EXERCISE DATA:
*-*-*

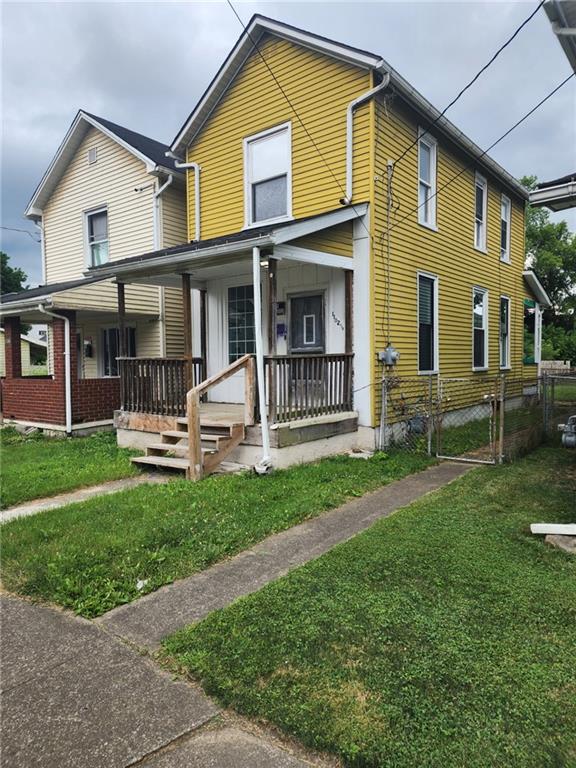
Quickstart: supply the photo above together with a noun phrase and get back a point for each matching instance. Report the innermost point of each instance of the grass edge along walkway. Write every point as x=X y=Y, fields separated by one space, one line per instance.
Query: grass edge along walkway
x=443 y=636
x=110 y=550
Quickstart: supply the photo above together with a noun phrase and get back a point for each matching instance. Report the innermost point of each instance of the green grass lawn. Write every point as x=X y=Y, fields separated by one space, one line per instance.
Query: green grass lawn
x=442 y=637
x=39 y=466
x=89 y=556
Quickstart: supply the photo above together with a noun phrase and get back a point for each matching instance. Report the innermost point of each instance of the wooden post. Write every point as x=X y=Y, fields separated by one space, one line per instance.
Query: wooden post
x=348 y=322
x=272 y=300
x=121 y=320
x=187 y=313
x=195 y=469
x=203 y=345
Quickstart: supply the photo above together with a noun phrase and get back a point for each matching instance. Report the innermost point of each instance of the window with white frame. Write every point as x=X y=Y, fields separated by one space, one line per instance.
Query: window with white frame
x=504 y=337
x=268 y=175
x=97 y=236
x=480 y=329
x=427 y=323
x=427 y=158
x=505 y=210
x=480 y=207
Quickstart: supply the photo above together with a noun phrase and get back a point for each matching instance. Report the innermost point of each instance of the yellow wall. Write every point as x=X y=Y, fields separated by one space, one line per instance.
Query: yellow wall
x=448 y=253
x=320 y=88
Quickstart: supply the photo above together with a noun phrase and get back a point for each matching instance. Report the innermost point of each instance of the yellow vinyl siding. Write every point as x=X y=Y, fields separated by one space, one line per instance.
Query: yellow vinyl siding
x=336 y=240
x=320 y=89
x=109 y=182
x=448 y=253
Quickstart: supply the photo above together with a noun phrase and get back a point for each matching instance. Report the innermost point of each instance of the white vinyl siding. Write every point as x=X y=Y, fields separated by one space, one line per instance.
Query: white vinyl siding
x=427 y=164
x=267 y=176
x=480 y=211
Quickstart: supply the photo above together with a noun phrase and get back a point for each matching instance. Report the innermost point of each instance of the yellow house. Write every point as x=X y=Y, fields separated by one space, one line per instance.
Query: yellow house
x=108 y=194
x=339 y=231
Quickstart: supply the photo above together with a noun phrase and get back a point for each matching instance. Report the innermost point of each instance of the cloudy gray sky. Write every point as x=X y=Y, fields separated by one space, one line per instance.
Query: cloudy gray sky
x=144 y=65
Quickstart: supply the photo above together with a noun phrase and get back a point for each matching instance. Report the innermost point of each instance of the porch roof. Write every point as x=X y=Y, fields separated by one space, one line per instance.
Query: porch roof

*-*-*

ABOUT THIS EXERCISE: Transcribe word for word the lines from the one holding "Query: cloudy gray sky" to the last line of the listing above, inclusive.

RESULT:
Query: cloudy gray sky
x=144 y=65
Quickstart: supply the photo above together with a noun phrase and get back a point for each matching instance. Report the innermost point of each instance of the porch roof. Write every point as x=X y=Y, fields separated by one space, one line per instance.
Query: porch roof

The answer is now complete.